■ Problem ■
Repeat the data in full and exactly. Leave the pictures out.

- Opening Delimiter -

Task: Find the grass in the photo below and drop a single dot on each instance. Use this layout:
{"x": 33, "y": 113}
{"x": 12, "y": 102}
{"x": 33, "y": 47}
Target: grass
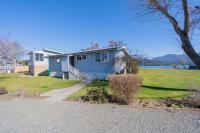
{"x": 158, "y": 84}
{"x": 33, "y": 85}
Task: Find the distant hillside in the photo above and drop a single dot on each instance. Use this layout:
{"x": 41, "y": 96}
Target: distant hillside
{"x": 168, "y": 59}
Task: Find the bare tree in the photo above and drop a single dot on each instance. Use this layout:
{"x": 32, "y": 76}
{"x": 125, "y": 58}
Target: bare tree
{"x": 10, "y": 51}
{"x": 94, "y": 46}
{"x": 183, "y": 15}
{"x": 115, "y": 43}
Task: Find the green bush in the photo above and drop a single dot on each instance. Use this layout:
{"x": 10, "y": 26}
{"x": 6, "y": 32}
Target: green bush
{"x": 96, "y": 95}
{"x": 3, "y": 90}
{"x": 124, "y": 86}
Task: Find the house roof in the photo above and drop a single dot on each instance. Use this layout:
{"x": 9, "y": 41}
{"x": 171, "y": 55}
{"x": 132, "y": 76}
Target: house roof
{"x": 101, "y": 49}
{"x": 48, "y": 51}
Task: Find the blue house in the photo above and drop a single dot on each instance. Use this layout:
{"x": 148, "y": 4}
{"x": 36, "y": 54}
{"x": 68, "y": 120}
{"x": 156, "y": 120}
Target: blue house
{"x": 88, "y": 64}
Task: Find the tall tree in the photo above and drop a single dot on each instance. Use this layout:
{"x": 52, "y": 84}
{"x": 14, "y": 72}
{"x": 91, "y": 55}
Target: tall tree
{"x": 10, "y": 51}
{"x": 183, "y": 15}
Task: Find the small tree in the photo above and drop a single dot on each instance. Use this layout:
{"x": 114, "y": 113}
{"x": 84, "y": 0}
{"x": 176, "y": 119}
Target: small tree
{"x": 183, "y": 15}
{"x": 132, "y": 64}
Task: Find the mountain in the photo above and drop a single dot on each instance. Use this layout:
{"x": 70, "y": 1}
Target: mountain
{"x": 168, "y": 59}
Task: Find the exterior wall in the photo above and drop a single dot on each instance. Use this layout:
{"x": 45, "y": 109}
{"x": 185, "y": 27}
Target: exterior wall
{"x": 96, "y": 70}
{"x": 39, "y": 67}
{"x": 90, "y": 66}
{"x": 64, "y": 62}
{"x": 54, "y": 66}
{"x": 56, "y": 74}
{"x": 21, "y": 69}
{"x": 41, "y": 70}
{"x": 91, "y": 69}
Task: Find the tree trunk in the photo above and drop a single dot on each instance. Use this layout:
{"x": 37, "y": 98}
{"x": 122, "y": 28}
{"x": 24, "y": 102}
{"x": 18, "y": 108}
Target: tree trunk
{"x": 189, "y": 50}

- Closing Delimiter -

■ Solved exercise ■
Task: Find the grass in the photo below and drop a single dot on each instance. Use this layout:
{"x": 33, "y": 113}
{"x": 12, "y": 102}
{"x": 33, "y": 47}
Target: grass
{"x": 158, "y": 84}
{"x": 33, "y": 85}
Task: Find the distant hillside in the photo above and drop a single dot on each instance. Use this layout:
{"x": 41, "y": 96}
Target: distant hillside
{"x": 168, "y": 59}
Task: Find the bare tree in the photo above and drop a single dot on each instance. Use this layout:
{"x": 32, "y": 76}
{"x": 125, "y": 58}
Target: bare tree
{"x": 10, "y": 51}
{"x": 94, "y": 46}
{"x": 183, "y": 15}
{"x": 115, "y": 43}
Task: Find the green bush in the photo above and drop a single dot on each instance. Use this layout:
{"x": 10, "y": 26}
{"x": 6, "y": 32}
Target: green bush
{"x": 96, "y": 95}
{"x": 3, "y": 90}
{"x": 124, "y": 86}
Task: Find the house roof in the photo above and drop a single dot on each instance. Use this layout:
{"x": 9, "y": 41}
{"x": 171, "y": 55}
{"x": 132, "y": 76}
Target: house roof
{"x": 101, "y": 49}
{"x": 48, "y": 51}
Task: Find the blue house in the photo above and drop a single dot on each instance. Use this layout:
{"x": 148, "y": 4}
{"x": 36, "y": 54}
{"x": 68, "y": 120}
{"x": 156, "y": 120}
Target: blue house
{"x": 88, "y": 64}
Task: Find the tall tree in the photo above and drop a single dot on each instance. Use this layout:
{"x": 52, "y": 84}
{"x": 14, "y": 72}
{"x": 91, "y": 55}
Target: tall tree
{"x": 10, "y": 51}
{"x": 183, "y": 15}
Task: Find the small tree in the photo above and drop a single dot on each instance. Use this layout:
{"x": 114, "y": 113}
{"x": 84, "y": 0}
{"x": 176, "y": 119}
Target: small tree
{"x": 183, "y": 15}
{"x": 132, "y": 64}
Task: Find the mountain in the photo above and drop a single dot on each instance. Use this layout:
{"x": 70, "y": 1}
Target: mountain
{"x": 168, "y": 59}
Task: Find the exterior wall in the photo above and drop a single dot on each instance. Use this layout:
{"x": 45, "y": 109}
{"x": 185, "y": 27}
Target: exterior wall
{"x": 96, "y": 70}
{"x": 39, "y": 67}
{"x": 90, "y": 66}
{"x": 64, "y": 62}
{"x": 54, "y": 66}
{"x": 56, "y": 74}
{"x": 21, "y": 69}
{"x": 41, "y": 70}
{"x": 91, "y": 69}
Task: Find the tree trunk in the photo above and drop a single dot on each instance. Use this layout:
{"x": 37, "y": 98}
{"x": 122, "y": 28}
{"x": 24, "y": 102}
{"x": 18, "y": 108}
Target: tree trunk
{"x": 189, "y": 50}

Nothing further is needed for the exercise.